• What you need to do: Work out how many lines of the listing hold the string "front". Answer with that number alone.
(Records provided Opens)
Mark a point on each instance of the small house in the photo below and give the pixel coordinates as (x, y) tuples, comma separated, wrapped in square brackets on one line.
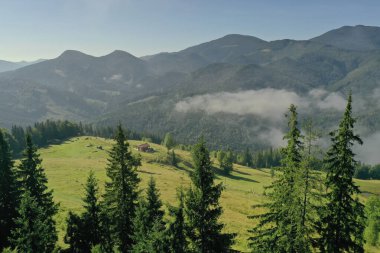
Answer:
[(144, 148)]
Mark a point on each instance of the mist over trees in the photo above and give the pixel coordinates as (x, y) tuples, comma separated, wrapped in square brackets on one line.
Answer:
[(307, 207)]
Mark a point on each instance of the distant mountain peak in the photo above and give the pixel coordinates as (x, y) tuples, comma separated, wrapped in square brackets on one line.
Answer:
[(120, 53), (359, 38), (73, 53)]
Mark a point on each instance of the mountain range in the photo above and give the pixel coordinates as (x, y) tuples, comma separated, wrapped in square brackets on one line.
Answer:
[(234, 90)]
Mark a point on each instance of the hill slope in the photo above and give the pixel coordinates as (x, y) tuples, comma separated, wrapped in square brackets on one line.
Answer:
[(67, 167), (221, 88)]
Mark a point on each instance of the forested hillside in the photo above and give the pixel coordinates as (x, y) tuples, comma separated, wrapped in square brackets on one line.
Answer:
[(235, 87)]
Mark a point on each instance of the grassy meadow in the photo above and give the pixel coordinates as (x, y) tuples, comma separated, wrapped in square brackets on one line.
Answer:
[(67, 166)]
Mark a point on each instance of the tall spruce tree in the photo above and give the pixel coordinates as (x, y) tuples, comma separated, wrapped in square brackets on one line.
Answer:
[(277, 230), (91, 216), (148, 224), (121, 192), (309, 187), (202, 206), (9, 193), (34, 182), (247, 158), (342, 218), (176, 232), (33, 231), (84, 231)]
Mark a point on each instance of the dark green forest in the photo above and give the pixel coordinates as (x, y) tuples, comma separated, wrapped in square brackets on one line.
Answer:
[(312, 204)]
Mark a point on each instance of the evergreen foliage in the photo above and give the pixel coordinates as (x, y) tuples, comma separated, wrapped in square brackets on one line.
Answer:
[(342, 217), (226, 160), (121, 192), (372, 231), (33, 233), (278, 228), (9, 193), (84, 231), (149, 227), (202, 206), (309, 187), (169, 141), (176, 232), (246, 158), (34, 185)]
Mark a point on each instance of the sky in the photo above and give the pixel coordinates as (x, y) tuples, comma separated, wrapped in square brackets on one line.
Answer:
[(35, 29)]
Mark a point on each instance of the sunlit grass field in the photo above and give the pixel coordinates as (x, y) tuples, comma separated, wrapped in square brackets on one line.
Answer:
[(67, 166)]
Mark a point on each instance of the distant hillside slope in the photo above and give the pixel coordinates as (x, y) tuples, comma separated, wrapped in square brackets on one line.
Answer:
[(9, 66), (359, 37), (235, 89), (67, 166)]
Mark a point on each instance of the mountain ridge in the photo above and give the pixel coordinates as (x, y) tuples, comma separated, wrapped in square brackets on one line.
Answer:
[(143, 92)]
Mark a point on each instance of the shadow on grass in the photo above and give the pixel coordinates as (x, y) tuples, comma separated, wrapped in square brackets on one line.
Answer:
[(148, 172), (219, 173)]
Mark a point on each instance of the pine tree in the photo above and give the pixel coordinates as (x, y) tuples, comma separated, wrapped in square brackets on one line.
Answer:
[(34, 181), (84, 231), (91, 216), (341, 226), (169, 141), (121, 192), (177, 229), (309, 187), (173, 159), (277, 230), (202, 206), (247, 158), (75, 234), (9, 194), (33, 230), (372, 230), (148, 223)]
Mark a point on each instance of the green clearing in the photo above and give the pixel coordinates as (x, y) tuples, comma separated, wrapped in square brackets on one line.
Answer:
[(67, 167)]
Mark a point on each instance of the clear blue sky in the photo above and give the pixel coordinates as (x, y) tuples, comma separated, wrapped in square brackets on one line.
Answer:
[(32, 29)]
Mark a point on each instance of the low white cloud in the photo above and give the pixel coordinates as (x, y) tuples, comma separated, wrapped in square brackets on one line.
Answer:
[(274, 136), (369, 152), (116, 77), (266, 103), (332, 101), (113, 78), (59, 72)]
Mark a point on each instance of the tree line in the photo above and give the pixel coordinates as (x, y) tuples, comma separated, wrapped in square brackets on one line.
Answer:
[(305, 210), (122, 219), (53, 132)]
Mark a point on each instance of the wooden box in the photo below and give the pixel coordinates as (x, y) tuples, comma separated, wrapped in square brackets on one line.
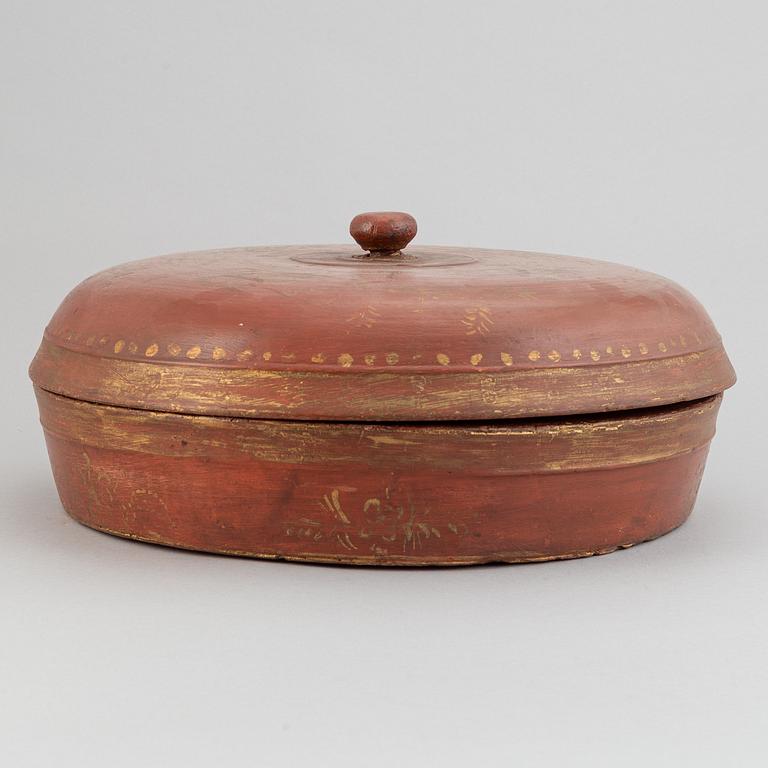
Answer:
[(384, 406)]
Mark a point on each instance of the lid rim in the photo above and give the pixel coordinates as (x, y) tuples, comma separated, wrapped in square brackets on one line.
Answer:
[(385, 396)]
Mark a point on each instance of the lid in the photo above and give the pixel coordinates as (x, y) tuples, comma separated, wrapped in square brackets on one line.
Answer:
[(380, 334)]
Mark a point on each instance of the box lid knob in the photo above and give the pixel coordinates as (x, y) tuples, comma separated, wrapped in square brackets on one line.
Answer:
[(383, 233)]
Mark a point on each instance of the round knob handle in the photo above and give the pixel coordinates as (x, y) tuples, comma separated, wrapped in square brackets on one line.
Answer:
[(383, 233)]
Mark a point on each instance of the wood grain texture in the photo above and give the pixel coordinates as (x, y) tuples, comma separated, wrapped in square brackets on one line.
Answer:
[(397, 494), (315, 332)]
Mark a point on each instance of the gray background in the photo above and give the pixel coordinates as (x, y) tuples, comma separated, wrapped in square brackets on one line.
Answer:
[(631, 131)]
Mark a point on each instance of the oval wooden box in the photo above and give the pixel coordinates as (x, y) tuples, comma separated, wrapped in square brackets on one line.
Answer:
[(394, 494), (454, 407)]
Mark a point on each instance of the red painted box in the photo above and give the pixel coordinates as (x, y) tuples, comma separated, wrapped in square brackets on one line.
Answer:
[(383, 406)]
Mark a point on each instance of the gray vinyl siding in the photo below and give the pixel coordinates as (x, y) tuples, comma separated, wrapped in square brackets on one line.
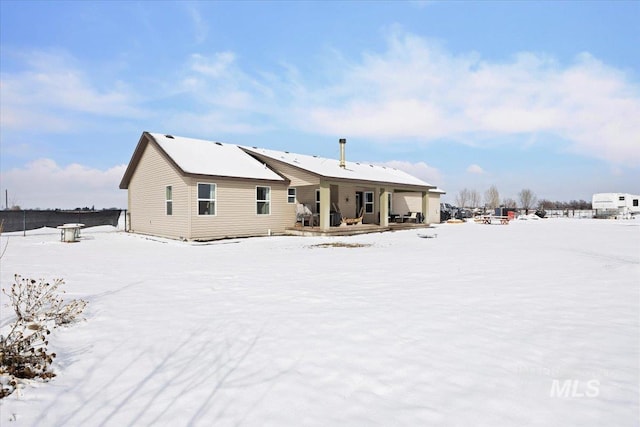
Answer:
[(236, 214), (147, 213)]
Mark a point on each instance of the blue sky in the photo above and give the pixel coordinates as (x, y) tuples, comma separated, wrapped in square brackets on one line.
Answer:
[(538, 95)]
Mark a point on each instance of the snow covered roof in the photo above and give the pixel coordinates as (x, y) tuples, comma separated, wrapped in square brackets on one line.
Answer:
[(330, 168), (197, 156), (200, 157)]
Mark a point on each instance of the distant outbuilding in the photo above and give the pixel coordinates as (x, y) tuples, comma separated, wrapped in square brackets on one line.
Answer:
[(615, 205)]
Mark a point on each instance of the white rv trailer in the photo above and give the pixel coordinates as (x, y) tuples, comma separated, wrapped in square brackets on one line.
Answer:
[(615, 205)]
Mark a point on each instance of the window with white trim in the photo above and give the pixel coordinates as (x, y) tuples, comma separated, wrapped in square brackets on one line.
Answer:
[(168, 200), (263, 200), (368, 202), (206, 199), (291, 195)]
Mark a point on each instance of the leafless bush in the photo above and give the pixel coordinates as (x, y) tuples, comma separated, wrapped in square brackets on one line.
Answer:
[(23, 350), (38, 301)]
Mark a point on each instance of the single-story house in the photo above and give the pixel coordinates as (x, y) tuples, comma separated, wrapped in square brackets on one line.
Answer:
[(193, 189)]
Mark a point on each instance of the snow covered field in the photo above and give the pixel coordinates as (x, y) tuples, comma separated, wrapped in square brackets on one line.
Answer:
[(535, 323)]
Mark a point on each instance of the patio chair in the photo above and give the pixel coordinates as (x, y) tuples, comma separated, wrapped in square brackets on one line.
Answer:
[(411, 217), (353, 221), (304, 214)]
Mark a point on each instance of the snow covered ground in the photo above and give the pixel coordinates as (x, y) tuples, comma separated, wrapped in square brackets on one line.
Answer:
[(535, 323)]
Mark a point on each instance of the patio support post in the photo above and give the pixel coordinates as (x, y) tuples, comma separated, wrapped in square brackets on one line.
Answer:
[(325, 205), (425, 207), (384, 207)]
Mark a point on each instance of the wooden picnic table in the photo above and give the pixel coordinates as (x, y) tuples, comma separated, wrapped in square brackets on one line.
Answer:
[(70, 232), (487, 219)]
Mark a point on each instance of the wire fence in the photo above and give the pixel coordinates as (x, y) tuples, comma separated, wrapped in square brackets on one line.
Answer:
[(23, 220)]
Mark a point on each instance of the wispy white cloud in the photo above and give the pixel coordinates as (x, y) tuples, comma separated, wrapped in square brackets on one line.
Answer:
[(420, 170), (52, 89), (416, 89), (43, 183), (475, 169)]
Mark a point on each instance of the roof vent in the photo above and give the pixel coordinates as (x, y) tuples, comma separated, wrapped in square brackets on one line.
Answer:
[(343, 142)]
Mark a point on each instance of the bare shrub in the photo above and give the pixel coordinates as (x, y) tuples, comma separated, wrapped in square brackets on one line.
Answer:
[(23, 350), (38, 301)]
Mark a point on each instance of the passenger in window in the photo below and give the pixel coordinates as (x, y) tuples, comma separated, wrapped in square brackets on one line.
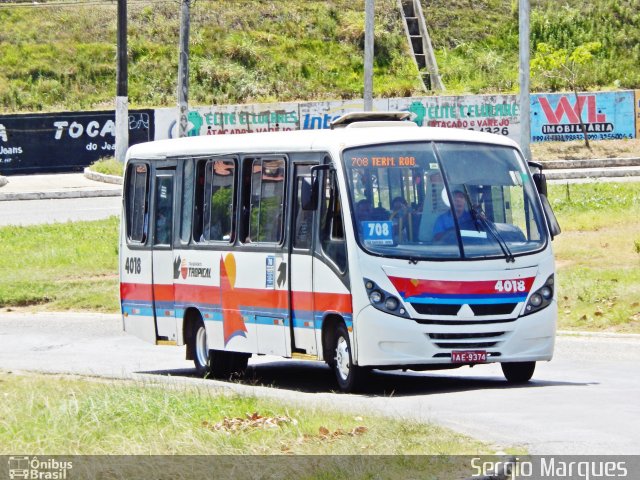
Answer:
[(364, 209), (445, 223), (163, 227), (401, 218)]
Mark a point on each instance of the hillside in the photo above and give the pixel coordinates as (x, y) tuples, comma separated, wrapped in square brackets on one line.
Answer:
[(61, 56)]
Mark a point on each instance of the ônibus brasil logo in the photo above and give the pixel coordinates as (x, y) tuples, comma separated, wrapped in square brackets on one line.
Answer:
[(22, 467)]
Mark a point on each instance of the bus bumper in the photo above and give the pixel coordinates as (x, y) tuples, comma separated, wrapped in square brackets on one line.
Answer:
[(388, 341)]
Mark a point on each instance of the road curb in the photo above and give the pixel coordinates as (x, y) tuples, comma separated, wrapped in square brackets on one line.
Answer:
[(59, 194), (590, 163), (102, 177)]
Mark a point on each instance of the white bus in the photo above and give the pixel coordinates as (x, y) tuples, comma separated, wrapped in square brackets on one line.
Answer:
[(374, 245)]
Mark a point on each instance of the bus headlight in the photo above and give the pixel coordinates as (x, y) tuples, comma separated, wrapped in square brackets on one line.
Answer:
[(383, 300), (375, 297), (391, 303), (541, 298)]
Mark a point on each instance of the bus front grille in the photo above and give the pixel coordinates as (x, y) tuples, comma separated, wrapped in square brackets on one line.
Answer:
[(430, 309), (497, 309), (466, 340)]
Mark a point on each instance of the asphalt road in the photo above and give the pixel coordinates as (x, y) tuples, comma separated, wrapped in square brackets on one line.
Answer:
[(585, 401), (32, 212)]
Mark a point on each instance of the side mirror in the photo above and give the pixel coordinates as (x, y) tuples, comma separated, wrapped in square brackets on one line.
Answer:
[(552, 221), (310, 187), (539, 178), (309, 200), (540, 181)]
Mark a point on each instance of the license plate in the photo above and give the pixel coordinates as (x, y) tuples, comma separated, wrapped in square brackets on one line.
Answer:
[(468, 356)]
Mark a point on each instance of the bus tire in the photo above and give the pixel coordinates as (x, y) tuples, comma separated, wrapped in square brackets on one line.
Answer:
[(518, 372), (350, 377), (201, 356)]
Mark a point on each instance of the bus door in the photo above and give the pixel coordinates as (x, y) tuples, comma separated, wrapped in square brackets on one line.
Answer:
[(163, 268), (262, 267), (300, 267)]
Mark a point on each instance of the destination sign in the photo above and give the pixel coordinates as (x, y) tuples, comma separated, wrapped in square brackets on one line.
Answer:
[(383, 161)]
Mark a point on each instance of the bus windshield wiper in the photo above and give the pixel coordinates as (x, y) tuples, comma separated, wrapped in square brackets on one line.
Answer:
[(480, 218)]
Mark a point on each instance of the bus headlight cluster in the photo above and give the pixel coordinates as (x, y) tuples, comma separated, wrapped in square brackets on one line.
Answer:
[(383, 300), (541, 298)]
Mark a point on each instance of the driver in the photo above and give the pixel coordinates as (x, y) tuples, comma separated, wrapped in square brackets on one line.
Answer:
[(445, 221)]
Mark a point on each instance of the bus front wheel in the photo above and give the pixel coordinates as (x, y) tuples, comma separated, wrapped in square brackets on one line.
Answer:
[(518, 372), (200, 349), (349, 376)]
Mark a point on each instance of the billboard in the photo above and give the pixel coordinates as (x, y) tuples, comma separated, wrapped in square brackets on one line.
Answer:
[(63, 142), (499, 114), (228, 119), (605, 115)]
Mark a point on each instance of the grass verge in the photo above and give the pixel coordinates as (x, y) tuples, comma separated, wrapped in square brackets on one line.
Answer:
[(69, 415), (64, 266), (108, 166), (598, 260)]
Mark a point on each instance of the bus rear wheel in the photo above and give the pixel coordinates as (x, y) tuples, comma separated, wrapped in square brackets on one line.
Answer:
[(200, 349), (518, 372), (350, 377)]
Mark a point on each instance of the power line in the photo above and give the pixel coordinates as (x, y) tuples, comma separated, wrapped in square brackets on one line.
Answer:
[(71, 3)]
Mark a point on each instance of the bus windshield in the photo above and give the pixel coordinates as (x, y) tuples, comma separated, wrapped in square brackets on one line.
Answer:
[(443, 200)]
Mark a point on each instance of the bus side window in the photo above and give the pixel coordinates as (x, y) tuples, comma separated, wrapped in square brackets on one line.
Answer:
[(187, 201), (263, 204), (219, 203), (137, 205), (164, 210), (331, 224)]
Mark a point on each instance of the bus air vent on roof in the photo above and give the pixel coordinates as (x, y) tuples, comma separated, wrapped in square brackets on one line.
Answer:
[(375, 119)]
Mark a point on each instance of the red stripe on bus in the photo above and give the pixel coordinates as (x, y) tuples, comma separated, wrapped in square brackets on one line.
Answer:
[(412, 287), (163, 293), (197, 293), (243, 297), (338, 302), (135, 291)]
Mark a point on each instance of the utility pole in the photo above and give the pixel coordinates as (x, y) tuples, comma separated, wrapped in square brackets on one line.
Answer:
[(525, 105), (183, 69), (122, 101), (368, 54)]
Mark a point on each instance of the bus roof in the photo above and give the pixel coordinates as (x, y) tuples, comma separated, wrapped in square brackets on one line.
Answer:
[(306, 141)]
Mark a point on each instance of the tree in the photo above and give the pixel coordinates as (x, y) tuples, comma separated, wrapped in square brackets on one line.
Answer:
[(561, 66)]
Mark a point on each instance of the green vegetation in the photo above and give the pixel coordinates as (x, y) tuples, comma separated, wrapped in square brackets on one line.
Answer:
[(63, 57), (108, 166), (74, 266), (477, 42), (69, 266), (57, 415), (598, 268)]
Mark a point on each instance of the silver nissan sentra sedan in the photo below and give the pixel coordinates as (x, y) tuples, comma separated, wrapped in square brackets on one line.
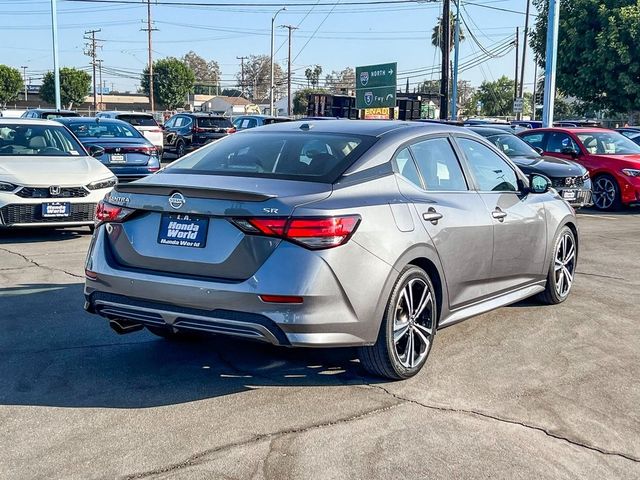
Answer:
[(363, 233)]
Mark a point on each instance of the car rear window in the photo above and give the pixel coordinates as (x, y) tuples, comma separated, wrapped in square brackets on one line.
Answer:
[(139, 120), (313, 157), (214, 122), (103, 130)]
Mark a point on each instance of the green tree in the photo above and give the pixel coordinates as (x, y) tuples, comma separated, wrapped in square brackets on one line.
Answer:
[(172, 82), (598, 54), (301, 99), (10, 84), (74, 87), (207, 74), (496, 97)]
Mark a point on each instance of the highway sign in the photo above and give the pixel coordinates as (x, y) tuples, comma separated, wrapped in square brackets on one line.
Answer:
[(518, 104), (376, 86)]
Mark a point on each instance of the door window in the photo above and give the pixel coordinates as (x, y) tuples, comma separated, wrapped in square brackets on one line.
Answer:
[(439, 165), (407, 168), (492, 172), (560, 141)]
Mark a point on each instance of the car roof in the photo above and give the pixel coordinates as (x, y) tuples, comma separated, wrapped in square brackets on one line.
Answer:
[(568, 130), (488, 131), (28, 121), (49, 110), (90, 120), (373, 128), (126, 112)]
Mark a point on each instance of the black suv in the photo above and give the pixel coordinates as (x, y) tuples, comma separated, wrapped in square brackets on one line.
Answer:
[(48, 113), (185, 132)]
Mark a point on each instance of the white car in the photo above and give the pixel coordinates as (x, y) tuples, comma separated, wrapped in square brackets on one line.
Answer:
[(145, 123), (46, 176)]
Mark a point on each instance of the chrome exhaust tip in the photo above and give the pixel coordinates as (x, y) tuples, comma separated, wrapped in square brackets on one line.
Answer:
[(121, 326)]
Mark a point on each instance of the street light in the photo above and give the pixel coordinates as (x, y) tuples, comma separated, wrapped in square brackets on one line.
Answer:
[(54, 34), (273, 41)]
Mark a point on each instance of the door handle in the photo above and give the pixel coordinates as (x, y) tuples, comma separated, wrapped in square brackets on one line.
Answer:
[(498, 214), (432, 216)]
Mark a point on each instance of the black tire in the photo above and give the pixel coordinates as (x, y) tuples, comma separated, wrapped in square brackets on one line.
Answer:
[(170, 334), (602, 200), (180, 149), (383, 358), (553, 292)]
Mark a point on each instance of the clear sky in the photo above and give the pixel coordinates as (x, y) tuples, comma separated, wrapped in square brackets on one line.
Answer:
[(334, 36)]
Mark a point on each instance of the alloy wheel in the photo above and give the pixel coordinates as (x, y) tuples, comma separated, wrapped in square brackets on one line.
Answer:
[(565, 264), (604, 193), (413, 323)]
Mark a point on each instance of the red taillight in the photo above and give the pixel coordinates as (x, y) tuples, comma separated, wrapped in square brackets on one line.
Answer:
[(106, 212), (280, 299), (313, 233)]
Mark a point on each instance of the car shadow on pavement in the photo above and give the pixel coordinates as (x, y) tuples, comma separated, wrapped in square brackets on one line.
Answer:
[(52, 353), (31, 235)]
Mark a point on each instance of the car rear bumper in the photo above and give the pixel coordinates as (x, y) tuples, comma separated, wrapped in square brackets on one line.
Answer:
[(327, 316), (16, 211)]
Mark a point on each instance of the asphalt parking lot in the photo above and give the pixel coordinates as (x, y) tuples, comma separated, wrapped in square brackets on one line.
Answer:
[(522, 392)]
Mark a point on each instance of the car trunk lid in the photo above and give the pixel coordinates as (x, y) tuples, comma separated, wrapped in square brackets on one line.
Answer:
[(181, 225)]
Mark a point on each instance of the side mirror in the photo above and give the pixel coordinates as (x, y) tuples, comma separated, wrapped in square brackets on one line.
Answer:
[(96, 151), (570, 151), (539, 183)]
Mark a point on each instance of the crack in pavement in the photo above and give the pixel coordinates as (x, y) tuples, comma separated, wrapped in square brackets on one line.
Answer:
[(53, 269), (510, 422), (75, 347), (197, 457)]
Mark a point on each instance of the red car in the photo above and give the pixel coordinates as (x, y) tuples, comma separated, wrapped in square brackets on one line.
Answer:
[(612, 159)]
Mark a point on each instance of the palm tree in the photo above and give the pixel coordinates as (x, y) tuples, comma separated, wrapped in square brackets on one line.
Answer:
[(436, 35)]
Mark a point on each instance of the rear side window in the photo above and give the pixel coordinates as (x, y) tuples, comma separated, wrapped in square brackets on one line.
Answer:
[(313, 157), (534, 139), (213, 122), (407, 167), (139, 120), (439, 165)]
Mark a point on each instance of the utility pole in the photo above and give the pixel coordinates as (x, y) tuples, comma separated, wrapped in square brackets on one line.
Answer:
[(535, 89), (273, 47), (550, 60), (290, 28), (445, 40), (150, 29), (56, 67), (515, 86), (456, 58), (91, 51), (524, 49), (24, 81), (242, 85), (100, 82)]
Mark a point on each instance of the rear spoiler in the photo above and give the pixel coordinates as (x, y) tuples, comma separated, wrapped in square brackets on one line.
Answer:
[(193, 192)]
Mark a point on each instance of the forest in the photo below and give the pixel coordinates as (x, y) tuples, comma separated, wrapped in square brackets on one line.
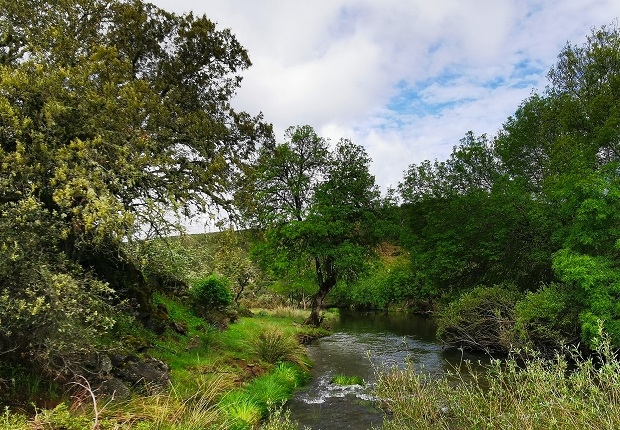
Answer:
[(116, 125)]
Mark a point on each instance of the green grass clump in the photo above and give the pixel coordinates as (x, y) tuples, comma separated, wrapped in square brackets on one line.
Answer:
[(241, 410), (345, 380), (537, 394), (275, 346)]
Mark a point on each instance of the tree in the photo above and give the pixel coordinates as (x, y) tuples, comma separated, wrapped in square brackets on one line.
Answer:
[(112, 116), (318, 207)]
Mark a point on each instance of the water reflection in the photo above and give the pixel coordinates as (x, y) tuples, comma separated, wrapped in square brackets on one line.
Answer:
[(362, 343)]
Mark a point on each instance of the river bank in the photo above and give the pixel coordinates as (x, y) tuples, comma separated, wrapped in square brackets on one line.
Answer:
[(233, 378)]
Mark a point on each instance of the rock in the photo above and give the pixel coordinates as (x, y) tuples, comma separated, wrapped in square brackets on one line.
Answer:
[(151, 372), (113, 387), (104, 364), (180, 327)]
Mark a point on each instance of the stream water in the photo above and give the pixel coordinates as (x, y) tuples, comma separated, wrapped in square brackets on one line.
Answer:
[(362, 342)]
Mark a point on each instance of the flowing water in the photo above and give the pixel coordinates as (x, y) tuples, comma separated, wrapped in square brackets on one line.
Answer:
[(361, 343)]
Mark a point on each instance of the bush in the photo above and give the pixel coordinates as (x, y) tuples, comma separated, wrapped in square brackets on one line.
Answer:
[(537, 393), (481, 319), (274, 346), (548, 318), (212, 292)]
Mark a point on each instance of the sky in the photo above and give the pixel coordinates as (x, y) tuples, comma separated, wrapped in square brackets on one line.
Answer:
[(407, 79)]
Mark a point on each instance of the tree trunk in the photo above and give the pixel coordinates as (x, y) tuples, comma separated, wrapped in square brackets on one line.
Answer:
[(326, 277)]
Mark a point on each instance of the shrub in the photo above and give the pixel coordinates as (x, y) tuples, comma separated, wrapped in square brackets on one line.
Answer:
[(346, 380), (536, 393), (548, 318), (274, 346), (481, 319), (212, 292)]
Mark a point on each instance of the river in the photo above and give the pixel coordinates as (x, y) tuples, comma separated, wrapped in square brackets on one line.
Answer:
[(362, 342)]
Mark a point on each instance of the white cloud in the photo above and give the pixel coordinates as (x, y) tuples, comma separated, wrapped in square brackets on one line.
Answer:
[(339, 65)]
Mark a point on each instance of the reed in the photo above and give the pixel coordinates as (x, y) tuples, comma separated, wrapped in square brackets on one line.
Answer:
(Records provided Closes)
• Answer box: 2